> **ACTIVITY**:
Only the lines from the start of the entries through the line with "Query: boulder" should be returned, each exactly as it stands, and no pictures.

[Data records]

◇ ◇ ◇

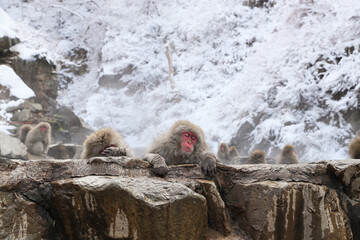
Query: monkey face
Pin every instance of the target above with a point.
(188, 140)
(43, 128)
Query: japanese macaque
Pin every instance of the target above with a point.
(105, 142)
(184, 143)
(256, 157)
(354, 147)
(23, 131)
(223, 153)
(288, 155)
(38, 139)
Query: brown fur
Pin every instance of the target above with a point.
(223, 154)
(23, 131)
(288, 156)
(256, 157)
(37, 142)
(354, 147)
(102, 138)
(166, 150)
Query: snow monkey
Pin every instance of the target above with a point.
(38, 139)
(354, 147)
(288, 155)
(223, 153)
(105, 142)
(256, 157)
(23, 131)
(183, 143)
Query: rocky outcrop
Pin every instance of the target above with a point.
(11, 147)
(127, 208)
(39, 74)
(120, 198)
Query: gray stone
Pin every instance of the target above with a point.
(128, 208)
(11, 147)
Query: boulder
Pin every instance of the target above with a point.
(97, 207)
(62, 151)
(21, 218)
(11, 147)
(38, 74)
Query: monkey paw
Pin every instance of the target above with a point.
(114, 152)
(208, 165)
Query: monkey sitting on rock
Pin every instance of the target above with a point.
(184, 143)
(256, 157)
(37, 139)
(105, 142)
(288, 155)
(223, 153)
(23, 131)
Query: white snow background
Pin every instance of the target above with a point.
(232, 64)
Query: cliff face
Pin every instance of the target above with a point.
(120, 198)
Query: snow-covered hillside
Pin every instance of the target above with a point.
(277, 68)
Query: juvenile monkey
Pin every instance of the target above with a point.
(223, 153)
(183, 143)
(38, 139)
(288, 155)
(23, 131)
(105, 142)
(354, 147)
(256, 157)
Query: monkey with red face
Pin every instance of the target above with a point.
(184, 143)
(38, 139)
(105, 142)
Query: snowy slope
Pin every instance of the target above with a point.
(233, 64)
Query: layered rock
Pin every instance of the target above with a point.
(120, 198)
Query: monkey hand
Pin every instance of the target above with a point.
(159, 166)
(208, 164)
(114, 152)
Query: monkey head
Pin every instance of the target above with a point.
(189, 138)
(43, 129)
(289, 149)
(188, 141)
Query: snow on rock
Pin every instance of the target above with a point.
(7, 25)
(11, 80)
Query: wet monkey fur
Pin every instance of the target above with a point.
(183, 143)
(105, 142)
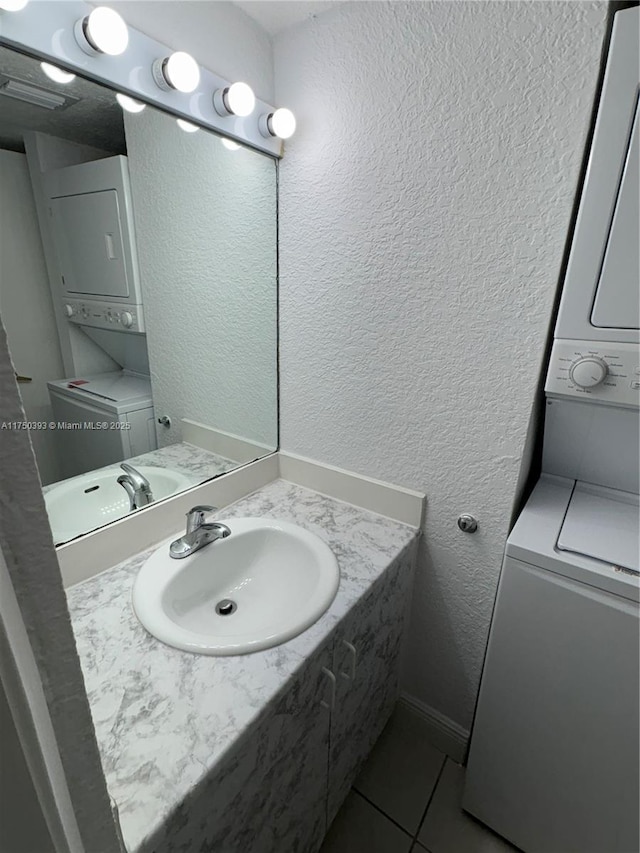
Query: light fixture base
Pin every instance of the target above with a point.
(264, 125)
(157, 70)
(79, 31)
(219, 104)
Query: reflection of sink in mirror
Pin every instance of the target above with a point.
(140, 286)
(265, 583)
(91, 500)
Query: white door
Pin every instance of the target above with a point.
(617, 303)
(90, 246)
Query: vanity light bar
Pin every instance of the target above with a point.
(12, 5)
(98, 43)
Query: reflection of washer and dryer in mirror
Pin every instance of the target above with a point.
(553, 762)
(110, 414)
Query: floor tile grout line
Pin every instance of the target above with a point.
(429, 801)
(383, 813)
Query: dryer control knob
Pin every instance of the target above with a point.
(589, 372)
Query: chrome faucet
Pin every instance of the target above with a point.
(136, 486)
(199, 533)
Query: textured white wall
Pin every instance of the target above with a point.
(205, 221)
(424, 204)
(26, 306)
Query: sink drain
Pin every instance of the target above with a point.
(226, 607)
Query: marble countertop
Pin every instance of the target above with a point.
(164, 717)
(198, 464)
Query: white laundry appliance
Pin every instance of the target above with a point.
(102, 419)
(554, 757)
(109, 415)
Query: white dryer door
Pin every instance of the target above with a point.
(604, 524)
(617, 303)
(90, 247)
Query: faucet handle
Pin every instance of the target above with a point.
(195, 516)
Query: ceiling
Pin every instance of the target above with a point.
(277, 15)
(93, 119)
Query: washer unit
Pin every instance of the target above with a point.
(554, 756)
(102, 419)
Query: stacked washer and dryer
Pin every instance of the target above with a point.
(110, 415)
(554, 756)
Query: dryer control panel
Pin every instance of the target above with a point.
(104, 315)
(606, 373)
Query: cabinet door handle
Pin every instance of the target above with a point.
(350, 674)
(332, 688)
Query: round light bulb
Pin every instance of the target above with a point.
(129, 104)
(179, 71)
(102, 31)
(282, 123)
(13, 5)
(186, 125)
(237, 99)
(57, 74)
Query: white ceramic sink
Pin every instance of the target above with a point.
(83, 503)
(280, 577)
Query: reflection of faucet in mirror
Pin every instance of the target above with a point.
(199, 533)
(104, 231)
(136, 486)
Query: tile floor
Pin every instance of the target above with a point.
(407, 800)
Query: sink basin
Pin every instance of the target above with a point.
(83, 503)
(262, 585)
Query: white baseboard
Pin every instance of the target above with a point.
(222, 443)
(444, 733)
(394, 502)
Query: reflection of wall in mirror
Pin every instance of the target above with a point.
(205, 221)
(26, 305)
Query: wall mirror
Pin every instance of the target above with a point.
(138, 290)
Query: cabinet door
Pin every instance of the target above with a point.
(268, 793)
(365, 662)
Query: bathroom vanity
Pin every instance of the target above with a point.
(250, 753)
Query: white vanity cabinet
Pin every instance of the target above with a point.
(365, 662)
(280, 786)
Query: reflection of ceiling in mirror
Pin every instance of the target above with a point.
(93, 119)
(277, 15)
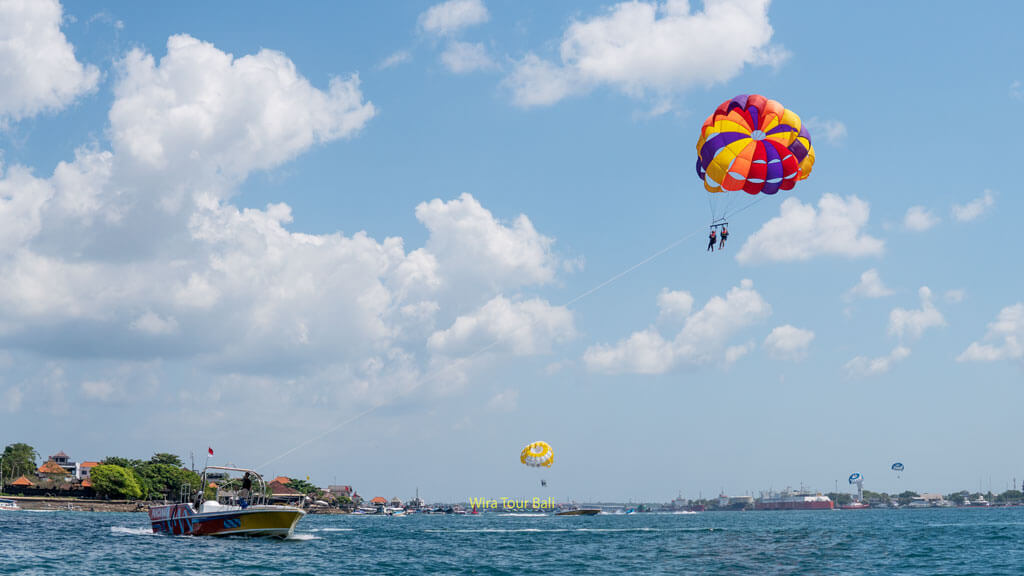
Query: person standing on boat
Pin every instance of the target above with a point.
(247, 487)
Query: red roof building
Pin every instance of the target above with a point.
(51, 467)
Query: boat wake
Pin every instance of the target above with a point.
(132, 531)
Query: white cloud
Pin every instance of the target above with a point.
(788, 342)
(99, 389)
(524, 328)
(153, 324)
(919, 218)
(975, 208)
(801, 233)
(830, 131)
(401, 56)
(642, 47)
(451, 16)
(700, 340)
(464, 57)
(863, 366)
(473, 246)
(870, 286)
(207, 119)
(954, 296)
(505, 401)
(1004, 338)
(38, 69)
(913, 322)
(674, 304)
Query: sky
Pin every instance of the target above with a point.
(391, 246)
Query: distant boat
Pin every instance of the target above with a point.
(794, 500)
(236, 517)
(579, 511)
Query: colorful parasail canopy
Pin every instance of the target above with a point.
(538, 454)
(754, 145)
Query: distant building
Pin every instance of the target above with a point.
(340, 490)
(85, 469)
(65, 461)
(52, 468)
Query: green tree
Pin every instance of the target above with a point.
(905, 497)
(17, 459)
(123, 462)
(166, 458)
(164, 480)
(115, 482)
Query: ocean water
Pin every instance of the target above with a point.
(920, 541)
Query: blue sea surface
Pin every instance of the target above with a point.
(901, 541)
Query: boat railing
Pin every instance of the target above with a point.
(255, 495)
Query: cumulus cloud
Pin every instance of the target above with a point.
(975, 208)
(524, 328)
(38, 68)
(472, 246)
(802, 233)
(464, 57)
(136, 252)
(870, 286)
(505, 401)
(954, 296)
(210, 119)
(704, 335)
(919, 218)
(863, 366)
(449, 17)
(788, 342)
(674, 304)
(1004, 338)
(643, 47)
(913, 323)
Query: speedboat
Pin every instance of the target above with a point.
(233, 512)
(579, 511)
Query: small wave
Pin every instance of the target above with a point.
(132, 531)
(501, 530)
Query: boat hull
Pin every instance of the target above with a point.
(795, 505)
(584, 511)
(275, 522)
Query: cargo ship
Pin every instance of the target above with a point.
(794, 500)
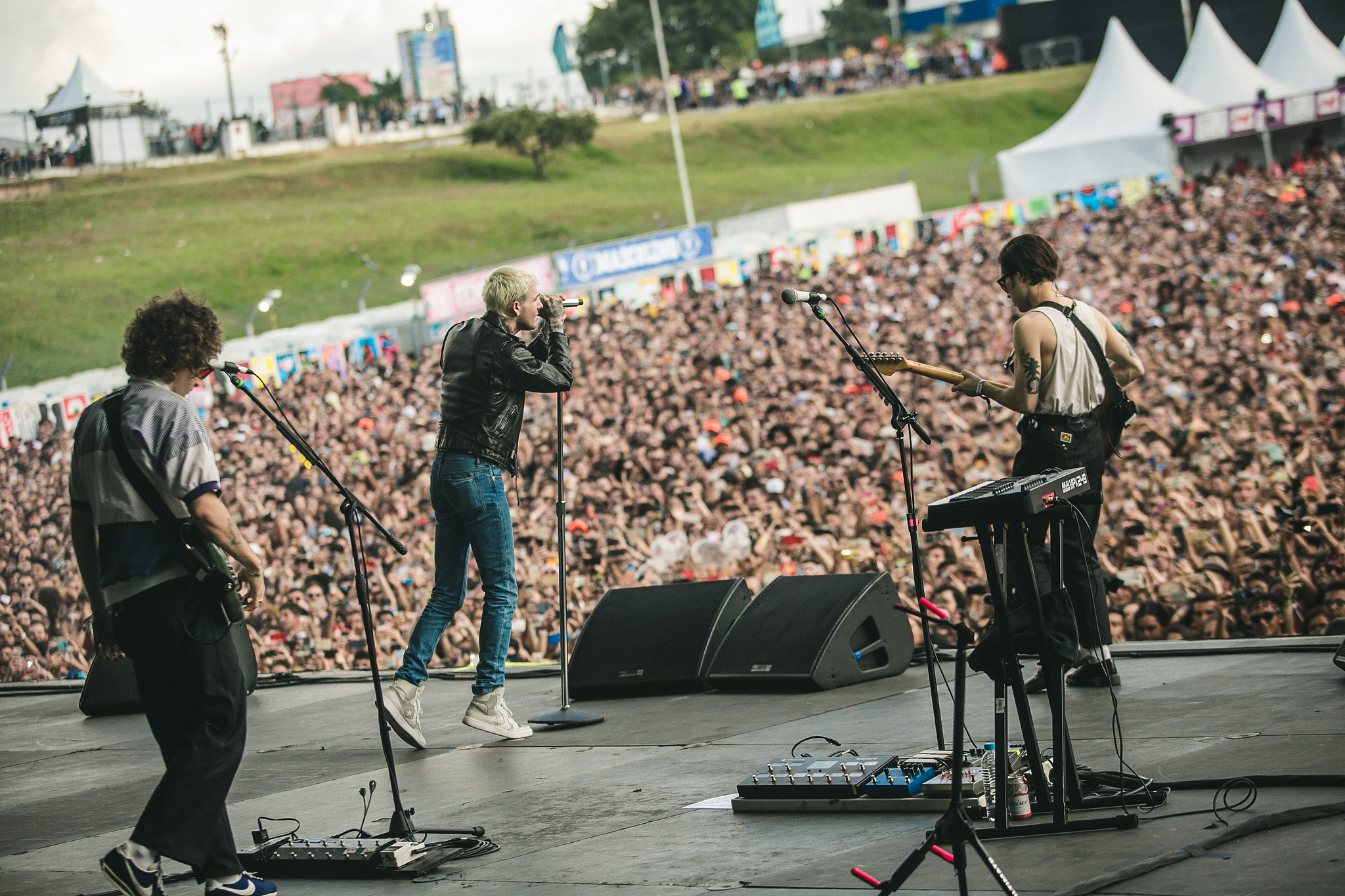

◇ ◇ ◇

> **EXERCISE OUTPUT**:
Query: monkey face
Pin every instance of the target above with a point.
(188, 140)
(43, 128)
Query: japanese macaque
Pin every instance of the target above with a point.
(105, 142)
(184, 143)
(256, 157)
(354, 147)
(23, 131)
(223, 153)
(288, 155)
(38, 139)
Query: brown fur
Pin every instance of the target above with a point.
(223, 154)
(23, 131)
(288, 156)
(256, 157)
(37, 142)
(354, 147)
(102, 138)
(166, 150)
Query: snow monkey
Pin every instance of the target above with a point.
(38, 139)
(354, 147)
(288, 155)
(223, 153)
(105, 142)
(256, 157)
(23, 131)
(183, 143)
Query: rocky outcrop
Pin every instance of the target above with a point.
(11, 147)
(127, 208)
(39, 74)
(120, 198)
Query: gray stone
Pin every instance of the target above with a point.
(128, 208)
(11, 147)
Query: boulder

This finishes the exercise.